Given the entries that follow, write out exactly the lines starting at the one containing "Outline every instance of the wall" and ending at the one containing "sitting at table.", both ends included, and only those.

Stored items:
--- START ---
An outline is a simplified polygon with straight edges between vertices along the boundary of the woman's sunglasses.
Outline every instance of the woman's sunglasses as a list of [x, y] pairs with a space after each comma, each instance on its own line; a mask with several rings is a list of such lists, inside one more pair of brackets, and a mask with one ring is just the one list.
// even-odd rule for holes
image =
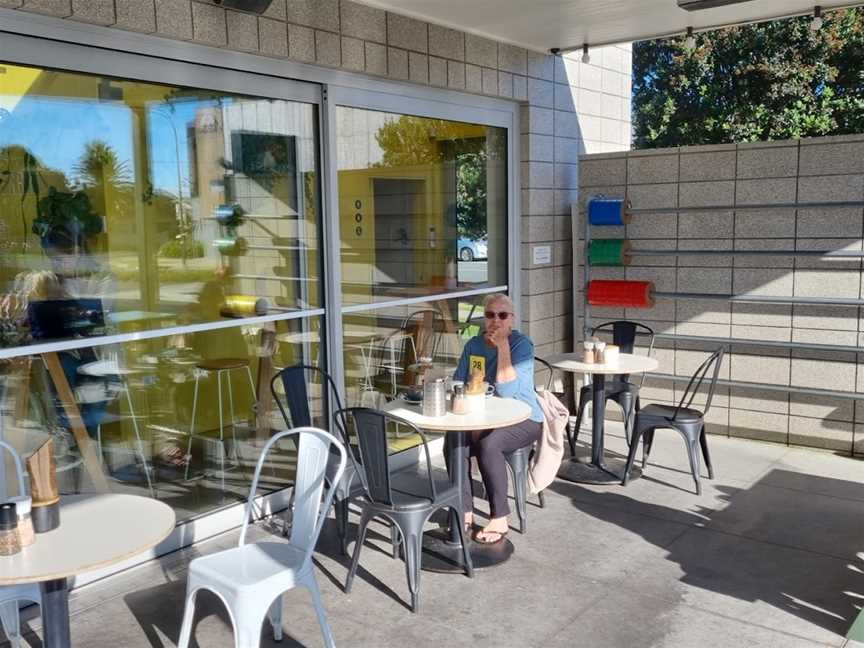
[[483, 313], [483, 315], [486, 316], [486, 319], [495, 319], [497, 317], [499, 320], [506, 320], [512, 314], [513, 313], [507, 313], [505, 311], [501, 311], [500, 313], [496, 313], [495, 311], [486, 311]]

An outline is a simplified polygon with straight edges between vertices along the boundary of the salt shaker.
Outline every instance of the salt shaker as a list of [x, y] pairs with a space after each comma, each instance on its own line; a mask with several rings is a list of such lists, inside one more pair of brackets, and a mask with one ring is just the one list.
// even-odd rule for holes
[[36, 532], [33, 530], [33, 519], [30, 517], [33, 500], [27, 495], [18, 495], [9, 501], [15, 504], [15, 509], [18, 514], [18, 543], [22, 547], [27, 547], [36, 542]]
[[19, 551], [18, 513], [13, 502], [6, 502], [0, 504], [0, 556], [12, 556]]
[[582, 346], [585, 347], [585, 355], [583, 358], [585, 364], [594, 364], [594, 343], [591, 340], [585, 340], [582, 343]]
[[598, 364], [603, 364], [604, 362], [604, 354], [606, 352], [606, 343], [605, 342], [595, 342], [594, 343], [594, 362]]
[[454, 414], [465, 414], [465, 385], [461, 382], [453, 383], [453, 400], [450, 403]]

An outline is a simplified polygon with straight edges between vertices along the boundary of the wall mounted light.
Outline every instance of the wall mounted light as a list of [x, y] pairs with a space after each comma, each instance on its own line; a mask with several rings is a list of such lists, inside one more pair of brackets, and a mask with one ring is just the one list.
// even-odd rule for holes
[[587, 44], [582, 46], [582, 62], [583, 63], [590, 63], [591, 62], [591, 55], [588, 53], [588, 45]]
[[813, 7], [813, 20], [810, 21], [810, 31], [817, 32], [822, 29], [822, 7]]
[[688, 50], [696, 49], [696, 37], [693, 35], [692, 27], [687, 28], [687, 38], [684, 39], [684, 47]]

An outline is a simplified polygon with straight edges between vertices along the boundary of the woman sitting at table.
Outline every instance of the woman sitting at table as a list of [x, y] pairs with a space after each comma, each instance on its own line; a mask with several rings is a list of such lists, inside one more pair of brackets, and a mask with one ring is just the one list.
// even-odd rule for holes
[[468, 381], [472, 372], [481, 371], [486, 382], [495, 388], [495, 395], [515, 398], [531, 407], [531, 416], [522, 423], [478, 430], [471, 435], [467, 464], [468, 478], [463, 479], [462, 502], [466, 527], [474, 523], [474, 498], [471, 489], [471, 459], [477, 457], [480, 474], [489, 498], [489, 524], [478, 529], [474, 539], [483, 544], [501, 541], [509, 530], [507, 515], [507, 463], [505, 454], [537, 441], [543, 431], [543, 412], [534, 391], [534, 343], [527, 335], [513, 330], [513, 302], [497, 293], [484, 303], [485, 332], [471, 338], [462, 351], [454, 380]]

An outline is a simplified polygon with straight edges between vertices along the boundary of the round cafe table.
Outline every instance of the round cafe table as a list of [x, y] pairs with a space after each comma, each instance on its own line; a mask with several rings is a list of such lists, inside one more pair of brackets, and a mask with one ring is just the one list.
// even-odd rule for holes
[[36, 534], [14, 556], [0, 556], [0, 587], [39, 583], [43, 645], [68, 648], [68, 579], [144, 553], [174, 530], [167, 504], [137, 495], [72, 495], [60, 500], [60, 526]]
[[[621, 353], [614, 365], [596, 364], [582, 361], [581, 353], [566, 353], [549, 359], [556, 369], [570, 373], [591, 374], [592, 421], [591, 421], [591, 459], [571, 457], [565, 459], [558, 470], [558, 477], [581, 484], [620, 484], [624, 472], [623, 461], [612, 460], [615, 466], [607, 463], [604, 457], [604, 417], [606, 414], [606, 376], [637, 374], [654, 371], [657, 360], [648, 356]], [[617, 474], [620, 470], [621, 474]]]
[[[422, 405], [412, 405], [397, 398], [382, 408], [385, 412], [405, 419], [423, 430], [445, 432], [449, 438], [448, 459], [450, 463], [450, 479], [454, 486], [462, 492], [464, 479], [470, 479], [466, 474], [465, 464], [468, 457], [469, 435], [475, 430], [494, 430], [516, 425], [531, 416], [531, 408], [515, 398], [499, 398], [490, 396], [486, 399], [486, 410], [471, 414], [454, 414], [448, 411], [444, 416], [423, 416]], [[452, 435], [452, 436], [451, 436]], [[454, 468], [457, 468], [454, 470]], [[459, 500], [462, 501], [461, 498]], [[464, 519], [464, 511], [460, 511], [458, 519], [450, 518], [450, 530], [430, 531], [423, 534], [422, 569], [434, 572], [463, 572], [465, 570], [462, 558], [462, 543], [459, 541], [459, 524]], [[507, 538], [495, 544], [471, 542], [468, 547], [474, 569], [493, 567], [506, 561], [513, 554], [513, 543]]]

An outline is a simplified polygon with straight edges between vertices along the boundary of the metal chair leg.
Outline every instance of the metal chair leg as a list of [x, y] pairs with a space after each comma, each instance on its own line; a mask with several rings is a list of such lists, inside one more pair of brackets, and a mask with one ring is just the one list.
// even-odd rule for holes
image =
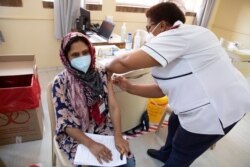
[[160, 120], [160, 122], [158, 124], [158, 127], [157, 127], [155, 133], [159, 132], [159, 130], [161, 128], [161, 125], [162, 125], [167, 113], [171, 113], [171, 109], [170, 109], [170, 107], [168, 105], [166, 106], [166, 109], [165, 109], [164, 113], [162, 114], [161, 120]]
[[56, 166], [56, 154], [52, 152], [52, 166]]

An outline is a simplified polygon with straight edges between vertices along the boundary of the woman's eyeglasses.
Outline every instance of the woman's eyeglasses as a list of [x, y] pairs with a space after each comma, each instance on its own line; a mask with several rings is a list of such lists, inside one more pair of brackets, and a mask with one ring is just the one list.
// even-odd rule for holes
[[153, 25], [156, 25], [156, 24], [155, 24], [155, 23], [152, 23], [152, 24], [150, 24], [150, 25], [146, 25], [146, 30], [147, 30], [147, 32], [150, 31], [150, 29], [152, 28]]

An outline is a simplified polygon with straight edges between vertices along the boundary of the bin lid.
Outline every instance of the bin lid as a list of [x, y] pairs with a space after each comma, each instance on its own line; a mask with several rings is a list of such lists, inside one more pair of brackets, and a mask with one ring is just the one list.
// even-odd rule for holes
[[26, 75], [36, 71], [34, 55], [1, 55], [0, 76]]
[[163, 96], [160, 98], [149, 98], [148, 102], [152, 102], [152, 103], [156, 103], [158, 105], [166, 105], [168, 104], [168, 97], [167, 96]]

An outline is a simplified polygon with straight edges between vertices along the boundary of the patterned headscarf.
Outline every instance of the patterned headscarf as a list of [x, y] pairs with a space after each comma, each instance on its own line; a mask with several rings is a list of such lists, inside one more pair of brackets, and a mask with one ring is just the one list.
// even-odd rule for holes
[[[70, 65], [66, 48], [70, 47], [76, 38], [80, 38], [89, 48], [91, 64], [86, 73], [81, 72]], [[72, 42], [73, 41], [73, 42]], [[100, 97], [105, 96], [102, 79], [95, 69], [95, 49], [88, 38], [79, 32], [68, 33], [61, 42], [60, 58], [66, 68], [66, 91], [73, 109], [81, 119], [82, 128], [86, 130], [89, 125], [89, 117], [97, 124], [104, 121], [99, 111]], [[87, 105], [87, 110], [86, 106]], [[87, 111], [87, 112], [86, 112]]]

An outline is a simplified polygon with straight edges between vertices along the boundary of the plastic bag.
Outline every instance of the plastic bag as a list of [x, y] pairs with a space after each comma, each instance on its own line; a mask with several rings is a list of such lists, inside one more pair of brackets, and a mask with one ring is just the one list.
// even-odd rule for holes
[[39, 107], [41, 89], [36, 75], [0, 77], [0, 112]]

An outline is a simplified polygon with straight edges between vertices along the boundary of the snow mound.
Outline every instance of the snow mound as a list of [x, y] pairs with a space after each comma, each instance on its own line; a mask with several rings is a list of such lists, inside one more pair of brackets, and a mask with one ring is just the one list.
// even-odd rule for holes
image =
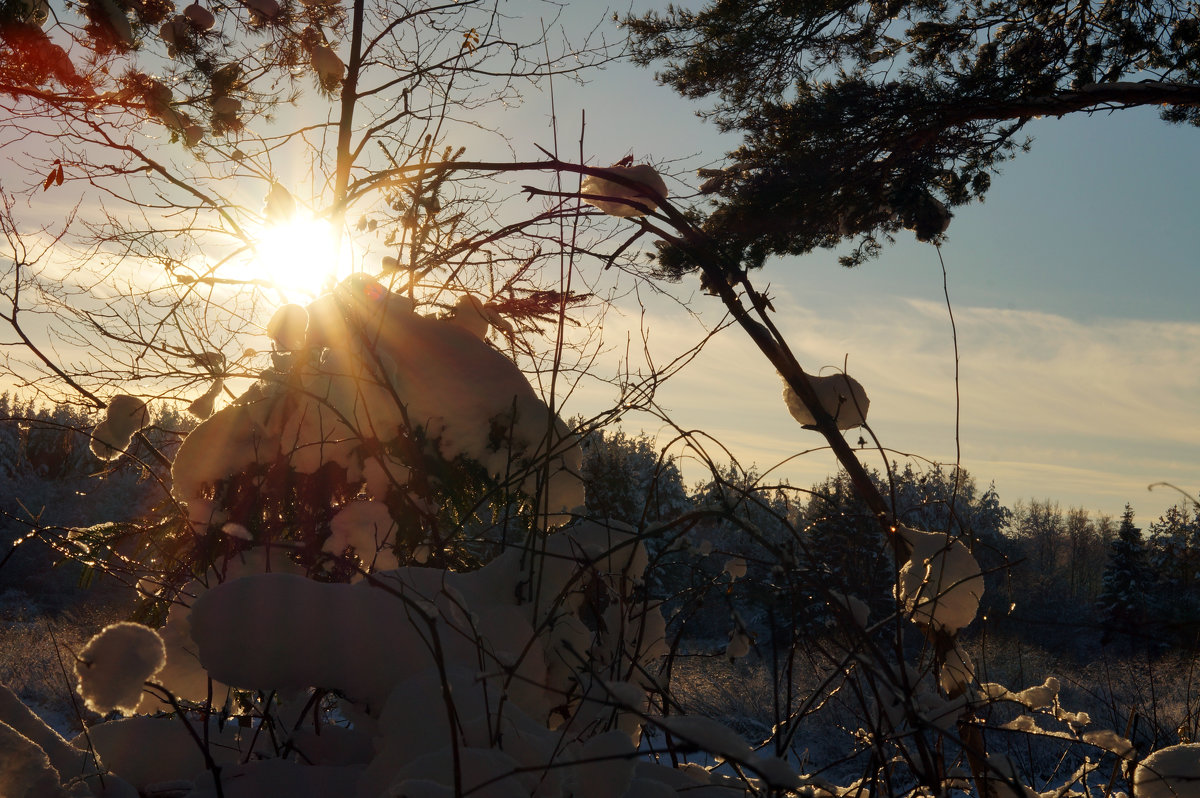
[[0, 795], [4, 798], [68, 795], [60, 786], [58, 771], [50, 764], [46, 752], [7, 723], [0, 723]]
[[221, 724], [216, 717], [207, 728], [195, 718], [186, 722], [165, 716], [120, 718], [93, 724], [72, 743], [94, 751], [106, 771], [139, 792], [153, 794], [155, 791], [149, 789], [152, 785], [182, 783], [190, 787], [207, 769], [197, 738], [209, 741], [208, 753], [217, 766], [273, 752], [269, 739], [255, 734], [254, 729], [236, 723]]
[[[360, 504], [352, 514], [369, 519], [372, 503]], [[186, 586], [161, 640], [119, 624], [83, 652], [85, 689], [120, 688], [107, 703], [136, 704], [141, 680], [159, 671], [154, 680], [179, 700], [211, 694], [215, 707], [224, 703], [207, 725], [194, 714], [186, 723], [124, 718], [92, 725], [71, 748], [8, 706], [15, 698], [0, 700], [0, 722], [35, 738], [14, 750], [48, 752], [51, 769], [61, 761], [78, 773], [86, 747], [128, 795], [373, 798], [453, 795], [466, 785], [480, 795], [599, 796], [639, 781], [637, 741], [655, 687], [648, 674], [667, 648], [661, 612], [638, 597], [648, 558], [627, 527], [576, 522], [473, 572], [396, 568], [357, 584], [289, 572], [295, 566], [272, 551], [273, 562], [252, 549]], [[119, 685], [101, 678], [117, 655], [129, 660]], [[238, 702], [223, 698], [226, 684], [275, 697], [260, 710], [270, 717], [229, 718]], [[318, 721], [313, 688], [336, 695], [353, 727]], [[155, 709], [147, 698], [145, 709]], [[28, 759], [20, 757], [13, 761]], [[31, 772], [45, 771], [57, 788], [57, 772], [34, 760]], [[638, 794], [671, 794], [641, 781]]]
[[[46, 756], [50, 765], [64, 778], [80, 775], [86, 768], [86, 757], [82, 751], [71, 747], [71, 744], [46, 724], [29, 707], [21, 703], [17, 694], [8, 687], [0, 684], [0, 725], [7, 725], [17, 734], [36, 744]], [[3, 743], [0, 743], [0, 749]], [[4, 757], [0, 756], [0, 762]], [[40, 761], [40, 760], [39, 760]], [[5, 792], [5, 777], [0, 776], [0, 795]], [[14, 790], [15, 792], [15, 790]]]
[[[200, 664], [234, 687], [283, 692], [324, 687], [378, 711], [399, 680], [434, 664], [422, 633], [428, 635], [438, 620], [465, 623], [453, 617], [448, 593], [417, 584], [428, 581], [423, 576], [402, 574], [398, 596], [292, 574], [225, 582], [192, 605], [191, 636]], [[245, 645], [247, 640], [254, 644]], [[465, 656], [461, 637], [446, 645], [448, 654]]]
[[1172, 745], [1150, 754], [1133, 772], [1135, 798], [1200, 795], [1200, 743]]
[[[184, 665], [183, 652], [194, 650], [204, 674], [223, 684], [285, 693], [337, 690], [377, 718], [394, 714], [387, 708], [396, 705], [396, 690], [413, 695], [410, 680], [424, 674], [419, 684], [434, 681], [439, 662], [464, 670], [455, 677], [464, 699], [480, 689], [476, 682], [491, 683], [477, 673], [509, 674], [511, 682], [495, 688], [497, 694], [541, 723], [558, 713], [554, 722], [578, 718], [585, 727], [584, 716], [611, 715], [614, 703], [641, 711], [629, 690], [614, 702], [596, 677], [611, 680], [631, 660], [648, 665], [666, 653], [661, 612], [630, 598], [646, 568], [644, 548], [628, 531], [596, 522], [543, 543], [536, 554], [512, 548], [471, 573], [405, 567], [355, 585], [251, 573], [194, 601], [186, 615], [191, 646], [175, 644], [180, 624], [173, 611], [172, 650], [181, 652], [175, 659]], [[533, 574], [538, 590], [531, 592]], [[596, 596], [603, 597], [599, 605]], [[590, 628], [584, 619], [597, 614]], [[580, 672], [581, 653], [592, 663], [586, 673]], [[647, 686], [635, 690], [642, 705]], [[423, 711], [412, 720], [423, 726], [428, 717]], [[632, 735], [636, 715], [629, 717], [623, 728]]]
[[[235, 526], [226, 524], [226, 529], [232, 529]], [[166, 648], [167, 659], [162, 670], [154, 677], [157, 684], [162, 685], [176, 698], [185, 701], [204, 701], [208, 697], [210, 677], [196, 658], [196, 644], [192, 640], [188, 625], [188, 618], [191, 614], [190, 605], [197, 597], [222, 582], [265, 572], [296, 574], [301, 570], [285, 556], [285, 552], [281, 549], [268, 551], [264, 548], [256, 548], [214, 565], [205, 574], [184, 585], [177, 595], [161, 596], [164, 599], [171, 598], [173, 601], [171, 609], [167, 613], [166, 624], [158, 630], [159, 637], [162, 638], [163, 646]], [[214, 681], [211, 682], [211, 690], [214, 702], [219, 704], [224, 700], [228, 688], [220, 682]], [[153, 693], [146, 692], [142, 695], [142, 702], [138, 705], [137, 711], [148, 713], [159, 710], [170, 711], [171, 709], [168, 702], [161, 701]]]

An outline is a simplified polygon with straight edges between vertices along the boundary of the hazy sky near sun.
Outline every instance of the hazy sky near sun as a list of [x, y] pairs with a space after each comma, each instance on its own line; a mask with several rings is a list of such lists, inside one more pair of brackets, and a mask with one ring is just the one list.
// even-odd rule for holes
[[[737, 143], [696, 118], [702, 104], [630, 65], [559, 86], [555, 101], [560, 141], [574, 146], [585, 113], [593, 163], [626, 154], [662, 163], [681, 181], [670, 184], [677, 193]], [[536, 129], [544, 144], [549, 134]], [[1180, 498], [1149, 484], [1200, 488], [1200, 130], [1137, 109], [1039, 120], [1027, 132], [1031, 152], [1003, 166], [985, 203], [955, 209], [942, 247], [961, 358], [962, 462], [994, 480], [1006, 504], [1050, 498], [1117, 515], [1128, 501], [1148, 523]], [[954, 342], [933, 247], [902, 235], [858, 269], [818, 252], [772, 260], [755, 279], [770, 283], [777, 323], [804, 366], [848, 358], [883, 445], [954, 461]], [[677, 288], [716, 323], [716, 300], [695, 280]], [[695, 341], [677, 308], [651, 311], [659, 362]], [[679, 426], [712, 433], [762, 471], [819, 442], [791, 419], [780, 390], [731, 329], [658, 400]], [[669, 433], [650, 417], [626, 425]], [[864, 459], [880, 465], [878, 455]], [[807, 486], [835, 467], [817, 452], [776, 473]]]

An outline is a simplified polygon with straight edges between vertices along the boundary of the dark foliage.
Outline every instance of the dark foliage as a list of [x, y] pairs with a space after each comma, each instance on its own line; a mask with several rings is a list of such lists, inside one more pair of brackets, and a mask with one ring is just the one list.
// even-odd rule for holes
[[1118, 635], [1145, 638], [1153, 583], [1142, 530], [1133, 525], [1133, 508], [1127, 504], [1109, 550], [1104, 588], [1097, 601], [1106, 640]]
[[[843, 242], [856, 265], [902, 228], [937, 240], [1036, 117], [1161, 105], [1200, 124], [1183, 0], [710, 0], [626, 22], [639, 63], [744, 135], [702, 173], [704, 228], [744, 267]], [[694, 266], [668, 246], [661, 268]]]

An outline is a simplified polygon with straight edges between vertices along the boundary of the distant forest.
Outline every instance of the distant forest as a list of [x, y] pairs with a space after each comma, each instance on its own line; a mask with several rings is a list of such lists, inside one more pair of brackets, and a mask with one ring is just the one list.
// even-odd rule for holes
[[[87, 527], [132, 519], [164, 501], [169, 474], [149, 458], [139, 462], [137, 444], [112, 463], [92, 455], [86, 431], [94, 423], [78, 407], [0, 395], [5, 588], [57, 590], [79, 577], [78, 566], [50, 570], [53, 553], [27, 539], [34, 519], [43, 528]], [[167, 411], [146, 434], [169, 455], [195, 424]], [[844, 474], [801, 488], [727, 463], [687, 485], [676, 458], [645, 434], [593, 431], [584, 451], [589, 514], [647, 533], [653, 576], [646, 590], [665, 602], [682, 639], [726, 636], [730, 617], [760, 645], [815, 631], [831, 620], [831, 589], [885, 614], [894, 608], [894, 560]], [[1200, 642], [1194, 504], [1145, 523], [1128, 505], [1114, 519], [1048, 499], [1005, 504], [974, 476], [938, 466], [909, 463], [874, 478], [899, 522], [961, 530], [972, 542], [987, 591], [984, 620], [971, 631], [986, 625], [990, 634], [1077, 657], [1097, 645], [1155, 653]]]

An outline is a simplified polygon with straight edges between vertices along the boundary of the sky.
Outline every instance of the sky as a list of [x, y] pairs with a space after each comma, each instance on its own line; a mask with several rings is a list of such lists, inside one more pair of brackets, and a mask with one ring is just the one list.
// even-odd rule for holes
[[[549, 18], [550, 4], [530, 4]], [[599, 23], [597, 33], [619, 40], [610, 20], [611, 12], [575, 3], [559, 24], [577, 40]], [[719, 165], [737, 144], [697, 118], [702, 108], [618, 63], [584, 85], [556, 81], [553, 105], [549, 91], [527, 92], [502, 121], [488, 121], [508, 135], [511, 155], [536, 159], [535, 145], [553, 143], [553, 111], [564, 153], [576, 152], [582, 135], [593, 165], [626, 155], [654, 163], [686, 202], [695, 170]], [[846, 363], [864, 384], [872, 428], [889, 450], [961, 458], [1005, 504], [1049, 499], [1119, 515], [1131, 502], [1149, 522], [1180, 496], [1148, 485], [1200, 490], [1200, 131], [1140, 109], [1040, 120], [1028, 132], [1032, 151], [1003, 166], [985, 203], [955, 209], [941, 248], [960, 352], [957, 427], [954, 338], [936, 249], [901, 235], [857, 269], [817, 252], [769, 261], [754, 280], [769, 285], [776, 323], [805, 368]], [[471, 155], [509, 154], [481, 146]], [[627, 297], [606, 318], [612, 349], [597, 363], [601, 372], [620, 368], [627, 335], [637, 341], [644, 332], [663, 363], [721, 322], [719, 304], [695, 278], [669, 289], [690, 312], [649, 292], [640, 303]], [[589, 415], [613, 398], [611, 389], [583, 385], [564, 413]], [[778, 377], [736, 329], [713, 338], [657, 400], [679, 427], [706, 431], [760, 473], [807, 487], [836, 469], [828, 452], [809, 451], [819, 437], [788, 415]], [[664, 442], [673, 435], [649, 415], [623, 423]], [[675, 451], [689, 480], [704, 476]], [[881, 466], [877, 452], [864, 461]]]
[[[681, 192], [698, 182], [692, 170], [737, 143], [696, 117], [702, 107], [631, 65], [556, 95], [560, 139], [578, 138], [570, 120], [585, 113], [595, 163], [661, 163]], [[1031, 151], [1003, 165], [984, 203], [955, 209], [941, 249], [960, 353], [961, 463], [1005, 504], [1049, 499], [1119, 516], [1129, 502], [1148, 523], [1181, 498], [1149, 485], [1200, 489], [1200, 131], [1135, 109], [1038, 120], [1027, 132]], [[955, 462], [954, 339], [936, 249], [902, 235], [857, 269], [817, 252], [769, 261], [754, 279], [770, 285], [801, 365], [845, 361], [866, 386], [885, 447]], [[675, 292], [710, 327], [719, 320], [695, 280]], [[652, 350], [665, 362], [699, 330], [650, 301]], [[626, 318], [636, 329], [641, 317]], [[678, 426], [707, 431], [760, 472], [783, 463], [771, 473], [807, 487], [836, 469], [828, 452], [793, 458], [820, 441], [788, 415], [779, 379], [737, 329], [657, 398]], [[672, 435], [651, 416], [624, 423]], [[864, 461], [881, 466], [878, 453]], [[703, 476], [684, 463], [685, 475]]]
--- END ---
Answer to this problem:
Outline every instance of the wall mounted light as a list of [x, y] pairs with a space after each comma, each instance on its own line; a mask with several rings is a list of such lists, inside one more pair of brackets, and a mask with one ring is just the one list.
// even-odd rule for holes
[[587, 44], [582, 46], [582, 62], [583, 63], [590, 63], [591, 62], [591, 55], [588, 53], [588, 45]]
[[813, 7], [813, 20], [810, 21], [810, 31], [817, 32], [822, 29], [822, 7]]
[[688, 50], [696, 49], [696, 37], [693, 35], [692, 27], [687, 28], [687, 38], [684, 39], [684, 47]]

An outline is a simplified polygon with straight edges between vertices along the boundary of the woman sitting at table.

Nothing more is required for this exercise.